Exercise inputs
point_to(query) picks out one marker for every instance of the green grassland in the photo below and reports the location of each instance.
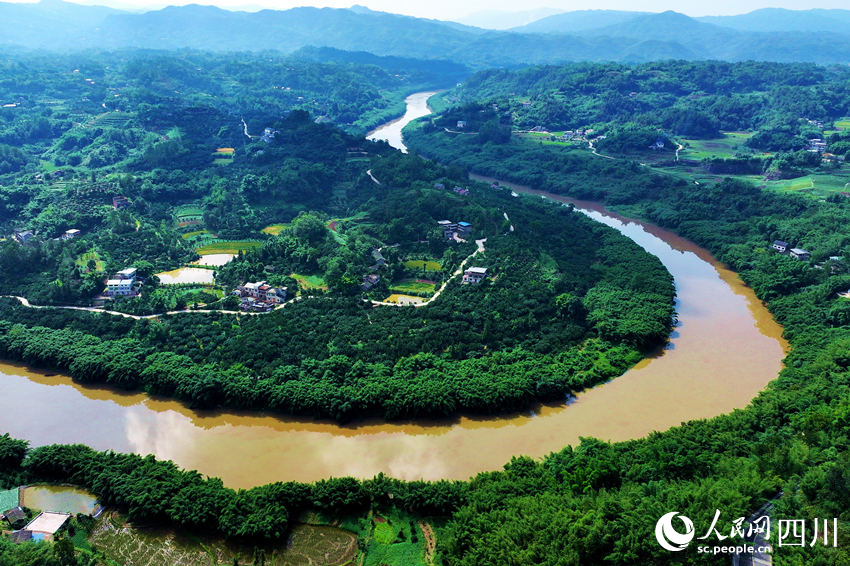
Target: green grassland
(110, 119)
(727, 146)
(546, 138)
(274, 229)
(412, 287)
(196, 234)
(427, 265)
(306, 544)
(188, 210)
(389, 536)
(817, 185)
(226, 247)
(309, 282)
(83, 260)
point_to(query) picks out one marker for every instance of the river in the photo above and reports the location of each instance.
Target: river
(725, 349)
(417, 106)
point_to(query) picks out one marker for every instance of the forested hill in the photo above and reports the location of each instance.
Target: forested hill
(693, 99)
(622, 36)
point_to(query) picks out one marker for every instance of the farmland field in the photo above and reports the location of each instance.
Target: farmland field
(815, 185)
(427, 265)
(308, 282)
(727, 146)
(233, 247)
(195, 234)
(306, 544)
(401, 299)
(83, 260)
(274, 229)
(413, 286)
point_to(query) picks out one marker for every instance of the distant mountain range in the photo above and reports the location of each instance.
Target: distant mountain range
(821, 36)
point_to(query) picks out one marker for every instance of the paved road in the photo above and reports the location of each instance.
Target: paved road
(457, 272)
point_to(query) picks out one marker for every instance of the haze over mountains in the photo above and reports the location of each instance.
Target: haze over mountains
(821, 36)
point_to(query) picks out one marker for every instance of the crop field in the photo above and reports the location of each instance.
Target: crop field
(727, 146)
(426, 265)
(110, 119)
(188, 210)
(818, 185)
(401, 299)
(547, 138)
(224, 247)
(83, 261)
(306, 545)
(395, 539)
(413, 287)
(274, 229)
(308, 282)
(196, 234)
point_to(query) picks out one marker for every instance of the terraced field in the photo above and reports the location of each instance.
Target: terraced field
(307, 545)
(427, 265)
(229, 247)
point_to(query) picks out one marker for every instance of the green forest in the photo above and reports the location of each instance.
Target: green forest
(571, 311)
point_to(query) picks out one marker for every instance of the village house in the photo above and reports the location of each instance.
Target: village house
(816, 145)
(380, 260)
(780, 246)
(122, 284)
(24, 237)
(474, 275)
(448, 227)
(369, 281)
(268, 135)
(800, 253)
(45, 526)
(259, 296)
(15, 516)
(119, 202)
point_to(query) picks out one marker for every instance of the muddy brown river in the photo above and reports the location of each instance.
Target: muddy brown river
(726, 348)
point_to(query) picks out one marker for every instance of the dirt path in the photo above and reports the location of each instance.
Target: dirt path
(430, 541)
(26, 303)
(595, 152)
(457, 272)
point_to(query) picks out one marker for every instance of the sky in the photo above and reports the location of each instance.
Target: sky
(452, 9)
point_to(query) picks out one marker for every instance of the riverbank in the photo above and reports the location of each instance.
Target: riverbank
(725, 350)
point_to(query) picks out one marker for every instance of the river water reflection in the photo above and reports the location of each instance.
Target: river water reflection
(726, 348)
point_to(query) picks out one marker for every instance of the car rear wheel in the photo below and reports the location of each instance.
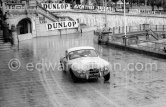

Exercise brief
Omit the pictures and set down the records exactly.

Response
point_to(query) picks out one marker for every instance of the green grassland in the photo below and reports the location of each instance.
Target: green grassland
(110, 119)
(727, 146)
(546, 138)
(274, 229)
(412, 287)
(196, 234)
(427, 265)
(306, 544)
(188, 210)
(389, 536)
(817, 185)
(226, 247)
(309, 282)
(83, 260)
point_to(query) picks out one marker for every instance of the river in the photo above and reports the location of each instance.
Target: river
(725, 349)
(417, 106)
point_to(query) picks out one marker for every instance of the forested hill in the photo above and reports the location of each instance.
Target: forested hill
(693, 99)
(622, 36)
point_to(query) picks out one marker for every instance of the farmland field in the photo above and reports the location of each instance.
Target: farmland field
(815, 185)
(427, 265)
(308, 282)
(727, 146)
(233, 247)
(195, 234)
(306, 544)
(401, 299)
(83, 260)
(274, 229)
(413, 286)
point_to(query) picks out one marker for every instance of the distant mountain range in the photo above and reports the location of each instance.
Target: distant mountain range
(821, 36)
point_to(query) picks out one marker for every instance of the paved road in the photo above and reports the location of each instance.
Target: paved road
(457, 272)
point_to(query) picks out one marker for every instance of the haze over mountains in the photo above and reports the location of each instance.
Target: haze over mountains
(821, 36)
point_to(query) picks out one marker for every instance of the crop field in the photo above and reports the location of each instance.
Target: crop field
(727, 146)
(426, 265)
(110, 119)
(188, 210)
(818, 185)
(401, 299)
(547, 138)
(224, 247)
(83, 261)
(306, 545)
(395, 539)
(413, 287)
(274, 229)
(308, 282)
(196, 234)
point_to(query) picks out one marker for every instance of the terraced field in the photo above and reports the location of each instance.
Target: terraced field
(307, 545)
(427, 265)
(229, 247)
point_to(query) picks out one marker for every instance of the green forest in the photo above and reports the location of each instance.
Target: green forest
(571, 311)
point_to(query) picks out one marker for every instance of the village house in the photo above and reports the location of each instance.
Target: village house
(816, 145)
(380, 260)
(780, 246)
(122, 284)
(24, 237)
(474, 275)
(448, 227)
(369, 281)
(268, 135)
(800, 253)
(45, 526)
(259, 296)
(15, 516)
(119, 202)
point_to(query) picks out one marker for every instance of the muddy brown river in the photo above and reports the location of each instance.
Target: muddy brown river
(726, 348)
point_to(query) picks out one marker for every instance of the dirt path in the photo above and reports the location of each instance.
Target: dirt path
(430, 541)
(26, 303)
(595, 152)
(457, 272)
point_to(query) picks out one marker for every instance of the sky in the photo above and reports the location of each instance.
Target: sky
(452, 9)
point_to(query) picks out one marker for every instance of the riverbank in the photo above and reports the location of each instance.
Target: riverbank
(725, 350)
point_to(query) picks out one marker for every instance of the river water reflection in the photo above and reports the location of each instance.
Target: river water reflection
(726, 348)
point_to(query) picks out one marker for every instance of the car rear wheel in the photo below and reports the location of each instance.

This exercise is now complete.